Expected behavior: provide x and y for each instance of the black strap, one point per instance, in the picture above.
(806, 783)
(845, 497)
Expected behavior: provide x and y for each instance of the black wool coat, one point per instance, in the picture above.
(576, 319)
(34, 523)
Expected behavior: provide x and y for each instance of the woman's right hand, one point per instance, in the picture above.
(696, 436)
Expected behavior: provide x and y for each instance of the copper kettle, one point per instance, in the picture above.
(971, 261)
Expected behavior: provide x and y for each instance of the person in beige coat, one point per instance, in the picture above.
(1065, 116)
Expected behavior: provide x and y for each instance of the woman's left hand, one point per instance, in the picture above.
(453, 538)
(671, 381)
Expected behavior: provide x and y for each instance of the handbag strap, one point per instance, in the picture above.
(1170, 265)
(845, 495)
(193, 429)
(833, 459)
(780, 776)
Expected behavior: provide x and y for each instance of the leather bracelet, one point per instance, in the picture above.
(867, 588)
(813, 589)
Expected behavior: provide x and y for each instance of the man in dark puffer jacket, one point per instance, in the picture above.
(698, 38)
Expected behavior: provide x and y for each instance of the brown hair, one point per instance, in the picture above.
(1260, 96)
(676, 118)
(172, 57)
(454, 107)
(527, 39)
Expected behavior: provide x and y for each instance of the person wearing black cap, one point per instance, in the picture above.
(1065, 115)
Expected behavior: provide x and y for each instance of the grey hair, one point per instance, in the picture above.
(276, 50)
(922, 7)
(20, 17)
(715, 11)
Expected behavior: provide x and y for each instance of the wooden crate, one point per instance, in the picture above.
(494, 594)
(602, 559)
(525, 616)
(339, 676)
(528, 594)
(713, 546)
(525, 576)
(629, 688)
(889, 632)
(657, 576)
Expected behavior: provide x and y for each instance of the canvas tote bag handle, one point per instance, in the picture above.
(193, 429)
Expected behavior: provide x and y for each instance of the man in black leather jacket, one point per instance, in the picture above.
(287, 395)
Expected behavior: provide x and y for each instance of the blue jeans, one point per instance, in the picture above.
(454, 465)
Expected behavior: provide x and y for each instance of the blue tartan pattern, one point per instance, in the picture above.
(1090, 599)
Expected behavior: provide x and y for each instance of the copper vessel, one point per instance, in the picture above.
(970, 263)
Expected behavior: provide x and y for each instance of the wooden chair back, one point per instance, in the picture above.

...

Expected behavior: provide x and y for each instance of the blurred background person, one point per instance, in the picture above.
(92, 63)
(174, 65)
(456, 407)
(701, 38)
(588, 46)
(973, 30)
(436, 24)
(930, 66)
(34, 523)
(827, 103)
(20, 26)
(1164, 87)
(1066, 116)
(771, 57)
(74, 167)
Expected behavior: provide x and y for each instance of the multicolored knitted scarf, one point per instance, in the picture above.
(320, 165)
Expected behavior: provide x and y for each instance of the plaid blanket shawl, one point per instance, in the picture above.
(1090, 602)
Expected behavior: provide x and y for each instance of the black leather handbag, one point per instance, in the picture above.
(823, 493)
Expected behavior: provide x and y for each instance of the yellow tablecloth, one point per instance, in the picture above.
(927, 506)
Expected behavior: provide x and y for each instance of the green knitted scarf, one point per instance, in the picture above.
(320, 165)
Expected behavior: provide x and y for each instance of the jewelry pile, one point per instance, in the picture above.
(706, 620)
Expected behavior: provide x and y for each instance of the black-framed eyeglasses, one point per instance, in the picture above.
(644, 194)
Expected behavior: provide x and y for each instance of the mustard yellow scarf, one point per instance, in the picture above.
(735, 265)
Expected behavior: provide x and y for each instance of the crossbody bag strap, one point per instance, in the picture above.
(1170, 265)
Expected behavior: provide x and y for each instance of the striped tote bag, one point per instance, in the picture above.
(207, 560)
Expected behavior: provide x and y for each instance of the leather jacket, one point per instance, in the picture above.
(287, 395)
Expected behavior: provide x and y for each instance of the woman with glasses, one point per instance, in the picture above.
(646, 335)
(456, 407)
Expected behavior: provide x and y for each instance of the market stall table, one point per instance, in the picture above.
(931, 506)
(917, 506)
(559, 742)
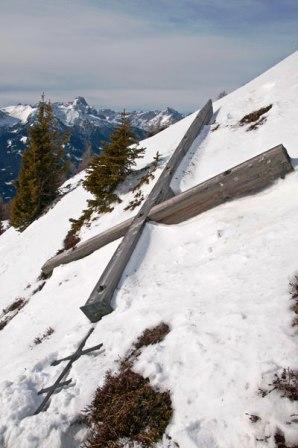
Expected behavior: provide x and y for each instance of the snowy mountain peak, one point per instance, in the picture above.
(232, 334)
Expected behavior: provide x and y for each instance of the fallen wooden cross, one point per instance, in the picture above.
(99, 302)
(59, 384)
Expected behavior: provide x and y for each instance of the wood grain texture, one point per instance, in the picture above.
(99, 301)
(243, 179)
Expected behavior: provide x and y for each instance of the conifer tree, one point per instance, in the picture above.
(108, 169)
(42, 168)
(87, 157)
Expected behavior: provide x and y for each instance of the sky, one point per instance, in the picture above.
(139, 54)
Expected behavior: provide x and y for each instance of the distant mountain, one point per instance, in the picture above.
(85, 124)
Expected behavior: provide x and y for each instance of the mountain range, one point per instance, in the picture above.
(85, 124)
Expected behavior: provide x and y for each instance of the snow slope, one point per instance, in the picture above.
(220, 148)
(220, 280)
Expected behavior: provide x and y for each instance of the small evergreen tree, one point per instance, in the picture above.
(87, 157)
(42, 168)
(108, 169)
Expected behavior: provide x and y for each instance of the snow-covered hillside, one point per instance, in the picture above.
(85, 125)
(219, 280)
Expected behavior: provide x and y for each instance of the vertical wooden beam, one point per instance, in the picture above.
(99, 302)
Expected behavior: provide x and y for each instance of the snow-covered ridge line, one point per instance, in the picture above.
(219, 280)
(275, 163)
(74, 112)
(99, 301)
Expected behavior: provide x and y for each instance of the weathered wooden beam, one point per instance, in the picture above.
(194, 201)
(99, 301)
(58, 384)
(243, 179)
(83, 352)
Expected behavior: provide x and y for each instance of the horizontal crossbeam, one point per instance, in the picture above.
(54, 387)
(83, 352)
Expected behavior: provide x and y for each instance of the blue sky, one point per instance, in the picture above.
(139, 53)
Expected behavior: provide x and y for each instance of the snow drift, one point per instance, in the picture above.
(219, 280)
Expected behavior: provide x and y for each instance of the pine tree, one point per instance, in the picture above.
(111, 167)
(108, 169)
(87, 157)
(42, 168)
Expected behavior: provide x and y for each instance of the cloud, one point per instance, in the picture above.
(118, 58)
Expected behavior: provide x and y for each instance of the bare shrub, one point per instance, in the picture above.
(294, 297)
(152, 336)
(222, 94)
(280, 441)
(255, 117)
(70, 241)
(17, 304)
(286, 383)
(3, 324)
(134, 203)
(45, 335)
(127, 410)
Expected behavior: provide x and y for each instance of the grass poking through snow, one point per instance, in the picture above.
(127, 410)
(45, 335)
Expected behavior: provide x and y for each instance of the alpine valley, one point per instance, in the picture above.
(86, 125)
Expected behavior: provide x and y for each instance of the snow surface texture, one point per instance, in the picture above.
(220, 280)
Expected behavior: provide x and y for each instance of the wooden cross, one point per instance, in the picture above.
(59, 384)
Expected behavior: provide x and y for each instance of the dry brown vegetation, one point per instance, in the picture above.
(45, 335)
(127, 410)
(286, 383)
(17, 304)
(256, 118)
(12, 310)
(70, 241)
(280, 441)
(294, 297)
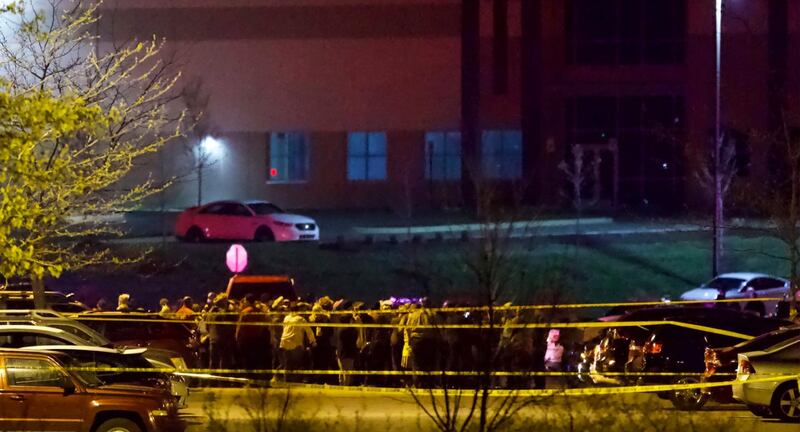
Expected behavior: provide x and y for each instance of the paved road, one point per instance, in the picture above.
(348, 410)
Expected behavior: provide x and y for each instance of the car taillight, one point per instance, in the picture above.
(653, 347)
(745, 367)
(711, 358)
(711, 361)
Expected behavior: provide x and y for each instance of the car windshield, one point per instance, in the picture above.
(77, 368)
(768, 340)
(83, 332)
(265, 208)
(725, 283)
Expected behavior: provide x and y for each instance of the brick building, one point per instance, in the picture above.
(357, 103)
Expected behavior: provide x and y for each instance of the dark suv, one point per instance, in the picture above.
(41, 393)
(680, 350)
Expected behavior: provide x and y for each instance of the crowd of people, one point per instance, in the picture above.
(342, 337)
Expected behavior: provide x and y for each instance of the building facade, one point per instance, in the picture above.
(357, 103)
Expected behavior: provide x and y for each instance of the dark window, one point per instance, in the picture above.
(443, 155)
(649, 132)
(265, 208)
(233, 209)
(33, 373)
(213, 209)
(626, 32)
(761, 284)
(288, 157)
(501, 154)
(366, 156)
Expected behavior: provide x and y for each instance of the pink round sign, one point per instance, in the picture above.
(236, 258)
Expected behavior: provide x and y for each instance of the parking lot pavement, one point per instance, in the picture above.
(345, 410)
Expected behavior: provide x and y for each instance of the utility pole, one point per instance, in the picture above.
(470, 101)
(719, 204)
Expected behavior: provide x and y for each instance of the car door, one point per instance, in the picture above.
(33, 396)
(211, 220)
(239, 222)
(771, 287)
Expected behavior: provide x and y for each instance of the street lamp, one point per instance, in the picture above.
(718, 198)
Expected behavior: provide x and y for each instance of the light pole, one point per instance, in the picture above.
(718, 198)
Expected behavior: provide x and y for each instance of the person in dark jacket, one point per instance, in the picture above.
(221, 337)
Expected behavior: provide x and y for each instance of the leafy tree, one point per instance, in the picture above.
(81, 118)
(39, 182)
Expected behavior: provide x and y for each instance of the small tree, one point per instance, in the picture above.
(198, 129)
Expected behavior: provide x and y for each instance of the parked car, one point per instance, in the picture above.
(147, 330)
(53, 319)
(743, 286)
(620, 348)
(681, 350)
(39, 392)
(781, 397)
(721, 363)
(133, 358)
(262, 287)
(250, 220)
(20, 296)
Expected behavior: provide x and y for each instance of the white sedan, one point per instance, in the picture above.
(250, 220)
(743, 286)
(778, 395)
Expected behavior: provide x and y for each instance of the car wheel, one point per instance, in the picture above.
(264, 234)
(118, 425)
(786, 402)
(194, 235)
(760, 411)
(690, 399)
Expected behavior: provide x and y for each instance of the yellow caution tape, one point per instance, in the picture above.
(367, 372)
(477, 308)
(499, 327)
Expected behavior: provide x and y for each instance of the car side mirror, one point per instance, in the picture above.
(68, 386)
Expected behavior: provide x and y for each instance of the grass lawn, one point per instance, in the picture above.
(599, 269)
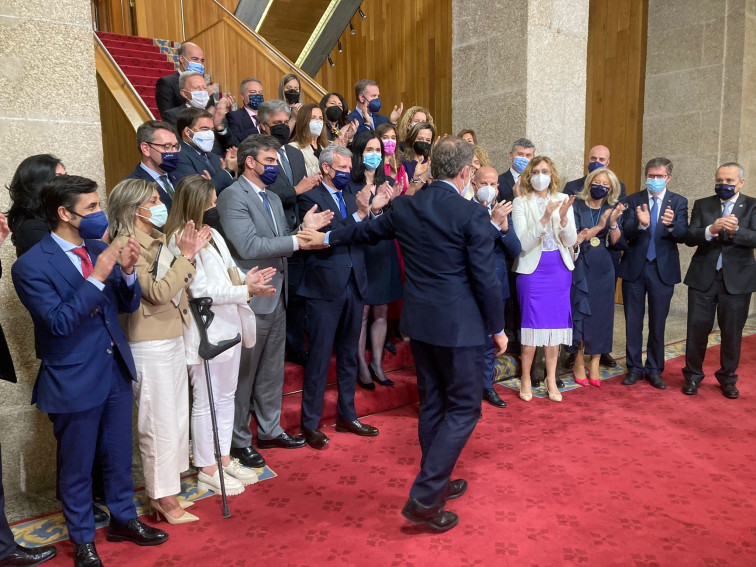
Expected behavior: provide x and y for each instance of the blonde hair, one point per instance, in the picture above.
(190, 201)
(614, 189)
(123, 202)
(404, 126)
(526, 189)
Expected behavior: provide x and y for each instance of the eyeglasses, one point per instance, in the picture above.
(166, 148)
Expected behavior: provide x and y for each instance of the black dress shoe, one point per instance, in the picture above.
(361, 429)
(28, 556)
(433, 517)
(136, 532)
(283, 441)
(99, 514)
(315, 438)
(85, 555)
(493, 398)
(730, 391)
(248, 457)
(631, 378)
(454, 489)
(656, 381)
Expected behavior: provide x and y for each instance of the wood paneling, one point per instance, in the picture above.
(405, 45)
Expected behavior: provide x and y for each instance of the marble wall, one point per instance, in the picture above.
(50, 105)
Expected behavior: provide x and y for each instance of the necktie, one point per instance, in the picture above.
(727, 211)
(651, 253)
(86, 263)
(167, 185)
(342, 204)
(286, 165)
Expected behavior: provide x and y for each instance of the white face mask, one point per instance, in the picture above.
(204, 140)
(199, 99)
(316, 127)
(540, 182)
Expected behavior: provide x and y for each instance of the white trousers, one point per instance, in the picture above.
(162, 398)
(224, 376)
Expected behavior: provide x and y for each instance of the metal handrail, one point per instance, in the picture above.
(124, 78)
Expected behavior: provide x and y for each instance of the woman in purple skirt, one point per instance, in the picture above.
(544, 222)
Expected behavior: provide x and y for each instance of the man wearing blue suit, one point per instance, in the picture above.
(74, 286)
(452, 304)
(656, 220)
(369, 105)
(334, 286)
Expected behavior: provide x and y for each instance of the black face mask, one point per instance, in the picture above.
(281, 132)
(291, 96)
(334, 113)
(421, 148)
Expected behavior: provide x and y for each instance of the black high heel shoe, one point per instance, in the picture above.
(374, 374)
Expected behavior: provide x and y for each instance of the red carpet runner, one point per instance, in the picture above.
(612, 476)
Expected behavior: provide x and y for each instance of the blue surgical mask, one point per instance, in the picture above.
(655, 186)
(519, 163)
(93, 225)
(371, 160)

...

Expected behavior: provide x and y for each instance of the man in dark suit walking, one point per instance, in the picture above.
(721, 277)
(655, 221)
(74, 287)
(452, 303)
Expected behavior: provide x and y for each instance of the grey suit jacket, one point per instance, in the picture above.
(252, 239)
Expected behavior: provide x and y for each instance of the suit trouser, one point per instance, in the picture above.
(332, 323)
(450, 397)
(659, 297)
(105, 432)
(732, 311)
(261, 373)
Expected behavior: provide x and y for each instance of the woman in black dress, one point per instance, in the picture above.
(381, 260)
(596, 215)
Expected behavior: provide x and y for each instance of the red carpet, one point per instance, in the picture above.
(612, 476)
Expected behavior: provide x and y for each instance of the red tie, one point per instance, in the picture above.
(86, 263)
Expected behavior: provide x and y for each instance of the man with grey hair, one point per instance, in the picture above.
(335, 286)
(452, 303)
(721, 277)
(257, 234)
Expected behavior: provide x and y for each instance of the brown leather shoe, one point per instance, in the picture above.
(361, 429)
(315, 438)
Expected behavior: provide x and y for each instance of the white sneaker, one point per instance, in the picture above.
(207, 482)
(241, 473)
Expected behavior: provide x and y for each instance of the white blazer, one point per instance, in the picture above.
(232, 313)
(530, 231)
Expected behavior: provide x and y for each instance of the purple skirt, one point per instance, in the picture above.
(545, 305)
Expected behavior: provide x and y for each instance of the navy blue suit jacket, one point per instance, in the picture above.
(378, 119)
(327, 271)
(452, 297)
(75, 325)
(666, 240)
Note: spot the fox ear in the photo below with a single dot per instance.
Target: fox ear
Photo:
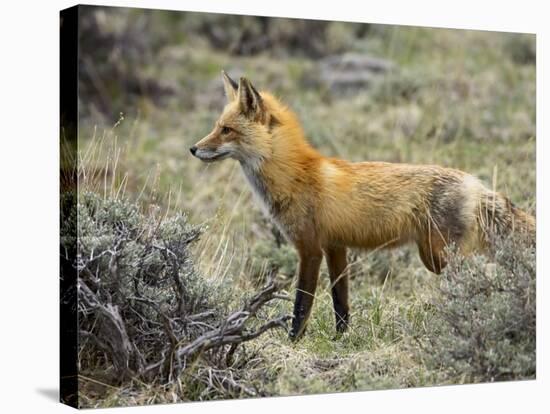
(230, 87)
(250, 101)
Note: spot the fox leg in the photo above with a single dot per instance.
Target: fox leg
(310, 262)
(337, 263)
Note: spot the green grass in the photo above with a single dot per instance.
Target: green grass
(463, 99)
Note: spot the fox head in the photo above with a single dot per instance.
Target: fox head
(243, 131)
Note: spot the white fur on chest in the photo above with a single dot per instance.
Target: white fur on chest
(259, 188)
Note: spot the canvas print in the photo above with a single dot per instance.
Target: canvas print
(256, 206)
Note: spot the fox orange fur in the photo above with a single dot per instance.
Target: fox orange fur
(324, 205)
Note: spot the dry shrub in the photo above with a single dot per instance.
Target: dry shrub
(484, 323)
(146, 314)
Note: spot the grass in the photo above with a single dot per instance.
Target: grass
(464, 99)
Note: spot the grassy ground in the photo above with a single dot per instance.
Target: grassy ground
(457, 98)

=== WHAT THE EXERCISE ASKS ===
Count the lines in the listing above that contain the string "white", treating uppercase and lowercase letters as distinct. Reply with the number alone.

=== EXERCISE SOLUTION ===
7